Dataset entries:
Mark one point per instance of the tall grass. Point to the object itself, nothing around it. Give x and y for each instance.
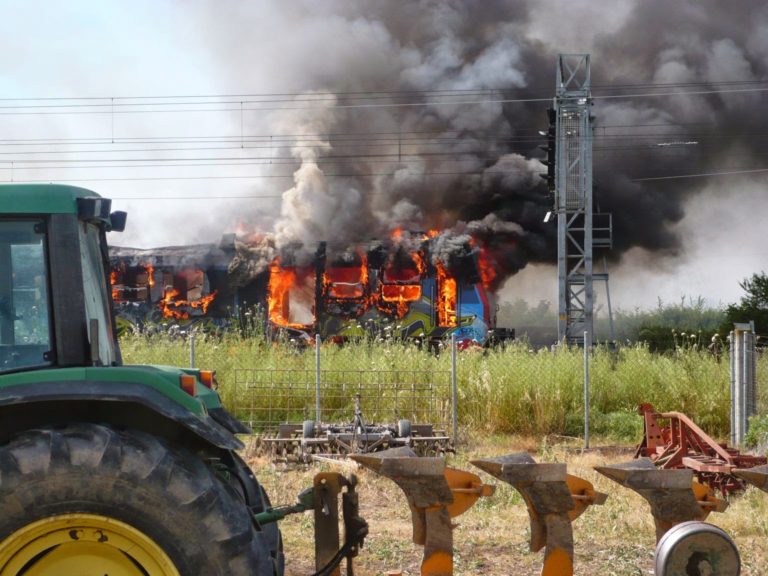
(509, 390)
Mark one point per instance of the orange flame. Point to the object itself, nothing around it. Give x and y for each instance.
(446, 298)
(281, 280)
(150, 274)
(174, 307)
(401, 286)
(346, 282)
(487, 270)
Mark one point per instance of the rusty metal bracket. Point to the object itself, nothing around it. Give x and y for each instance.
(435, 494)
(554, 499)
(674, 496)
(327, 487)
(757, 476)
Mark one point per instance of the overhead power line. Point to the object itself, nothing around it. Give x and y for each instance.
(699, 175)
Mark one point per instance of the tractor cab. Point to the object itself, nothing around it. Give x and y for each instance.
(54, 304)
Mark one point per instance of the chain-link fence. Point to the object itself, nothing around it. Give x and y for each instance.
(265, 398)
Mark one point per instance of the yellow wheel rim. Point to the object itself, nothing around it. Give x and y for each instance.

Requirement: Your task is to transcribe exactly the lines from the one with "Mark one point per instance of the overhead" through the end of the data, both included, and nothing besides.

Task answer:
Mark one point per instance of the overhead power line. Point to the object itself, nothing around it. Give x and y for each instance.
(699, 175)
Mark one point per instance of the tractor cab. Point to the object itself, nothing around it. Give x and y for each instance.
(54, 304)
Mark one point per instance of the chain-link fence. Point to the object itself, nothing around it. Give x and y for each instance.
(265, 398)
Mark one point per instance of the yellow wheel rim. Point to the object itself, nothing around it. Give x and y for each instance.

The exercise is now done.